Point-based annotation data
^^^^^^^^

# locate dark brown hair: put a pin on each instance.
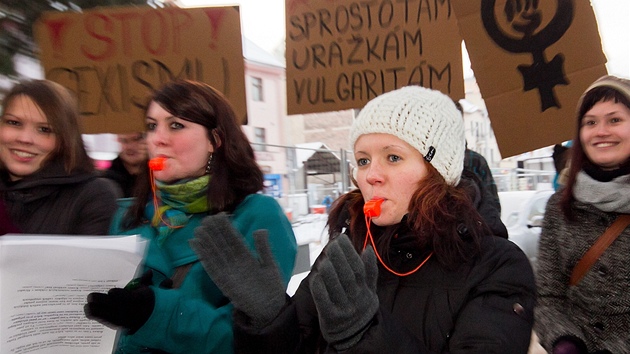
(235, 173)
(438, 212)
(62, 113)
(578, 157)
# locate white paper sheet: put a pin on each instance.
(44, 283)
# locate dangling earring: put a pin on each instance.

^^^^^^^^

EXERCISE OBJECTIVE: Copy out the lines of the material above, matching them precisely, and omit the pictures.

FINISHED TASK:
# locate dark brown hair: put a pin on each instance.
(235, 173)
(438, 212)
(62, 113)
(578, 157)
# locate white paper sheet: put a pin on each instance.
(44, 283)
# locate dangling earring: put a pin on each instance.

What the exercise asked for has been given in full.